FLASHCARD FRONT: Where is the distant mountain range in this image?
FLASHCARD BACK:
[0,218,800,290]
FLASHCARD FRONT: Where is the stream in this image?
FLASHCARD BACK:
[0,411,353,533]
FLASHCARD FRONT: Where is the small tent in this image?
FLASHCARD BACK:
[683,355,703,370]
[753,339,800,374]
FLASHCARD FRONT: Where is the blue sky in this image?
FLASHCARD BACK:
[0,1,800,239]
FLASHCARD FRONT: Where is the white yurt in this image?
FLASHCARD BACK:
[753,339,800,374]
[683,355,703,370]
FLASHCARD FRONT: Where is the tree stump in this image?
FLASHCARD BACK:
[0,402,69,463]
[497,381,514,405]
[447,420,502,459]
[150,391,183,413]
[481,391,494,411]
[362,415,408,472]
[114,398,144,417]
_ _ _
[TASK GOAL]
Reproduce all of the material above, every line in its original order and wording, with nothing added or changed.

[RESPONSE]
FLASHCARD FRONT: Where is the distant mountain range in this image?
FLASHCARD BACK:
[0,218,800,290]
FLASHCARD FRONT: Where is the stream in this image?
FLASHCARD BACK:
[0,411,353,533]
FLASHCARD FRONT: Where is the small tent in this image?
FLASHCARD BACK:
[683,355,703,370]
[753,339,800,374]
FLASHCARD FRONT: Where is the blue sky in this image?
FLASHCARD BACK:
[0,1,800,239]
FLASHCARD FRONT: Where is the white yurt in this image?
FLASHCARD BACK:
[753,339,800,374]
[683,355,703,370]
FLASHCARD FRONT: Where is the tree stump in this image?
FLASHCARD BACK:
[0,402,69,463]
[497,381,514,405]
[447,420,502,459]
[150,391,183,413]
[481,391,494,411]
[362,415,408,472]
[114,398,144,417]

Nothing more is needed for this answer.